**Texto extraído:**
Opinión

¿Hay esperanza?

Por Alfredo Quintanilla

Psicólogo

¿Hay esperanza?Foto: Facebook Lima en Escena

Hace años que una obra teatral peruana no me impactaba como lo ha hecho Esperanza. Marisol Palacios y Aldo Miyashiro han escrito una pieza que une el pasado con el presente lacerante que vivimos, la vida privada con la política, la violencia con la búsqueda de una esperanza que no aparece por ningún lado.

Pero el texto frío es sólo una posibilidad, que muchas veces lo esteriliza el enfoque del director o una actuación pobre. Aquí estamos frente a la ventaja de una autora que dirige la puesta en escena y conduce al elenco con el ritmo y la intensidad que ha imaginado para cada escena. Esta vez la actuación de Luis Cáceres, Julia Thays, Diego Pérez y Brigitte Jouannet consigue lo que los griegos y Shakespeare pretendieron: llegar a las tripas del espectador, donde nacen las emociones.

Luis Cáceres construye un verdadero canalla que el espectador odia de comienzo a fin. Un padre déspota, un sátrapa ruso combinado con un criollo dicharachero peruano. Un egocéntrico, que hace girar a su familia en torno a sus ilusiones. Su violencia contenida imprime un ritmo trepidante a la obra que desata angustias en la platea pues ve que la familia marcha a un callejón sin salida, sin que se pueda estirarle la mano para salvarla.

**Tarea A:** Transcribe de la columna sobre la obra Esperanza el pasaje que va de "Hace años que" a "nacen las emociones.", ambos incluidos.
**Tarea B:**
Responde según la columna sobre la obra Esperanza:
(i) ¿Quiénes escribieron la obra?
(ii) ¿Qué actor interpreta al padre déspota?
(iii) ¿Qué profesión tiene el autor de la columna?

**Registros proporcionados:**
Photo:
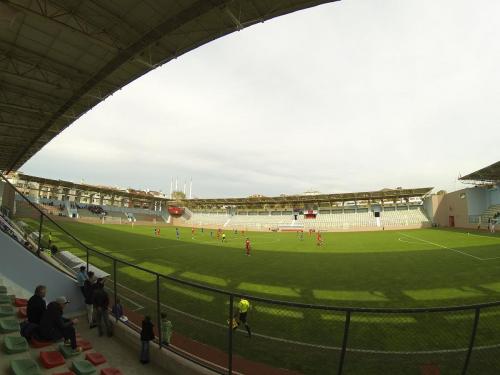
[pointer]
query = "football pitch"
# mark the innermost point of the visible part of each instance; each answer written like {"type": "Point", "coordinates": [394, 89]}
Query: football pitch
{"type": "Point", "coordinates": [384, 269]}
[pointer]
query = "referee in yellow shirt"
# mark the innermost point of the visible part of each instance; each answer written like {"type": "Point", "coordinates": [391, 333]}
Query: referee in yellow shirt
{"type": "Point", "coordinates": [241, 314]}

**Respuesta A:**
Hace años que una obra teatral peruana no me impactaba como lo ha hecho Esperanza. Marisol Palacios y Aldo Miyashiro han escrito una pieza que une el pasado con el presente lacerante que vivimos, la vida privada con la política, la violencia con la búsqueda de una esperanza que no aparece por ningún lado.

Pero el texto frío es sólo una posibilidad, que muchas veces lo esteriliza el enfoque del director o una actuación pobre. Aquí estamos frente a la ventaja de una autora que dirige la puesta en escena y conduce al elenco con el ritmo y la intensidad que ha imaginado para cada escena. Esta vez la actuación de Luis Cáceres, Julia Thays, Diego Pérez y Brigitte Jouannet consigue lo que los griegos y Shakespeare pretendieron: llegar a las tripas del espectador, donde nacen las emociones.

**Respuesta B:**
(i) Marisol Palacios y Aldo Miyashiro.
(ii) Luis Cáceres.
(iii) Psicólogo.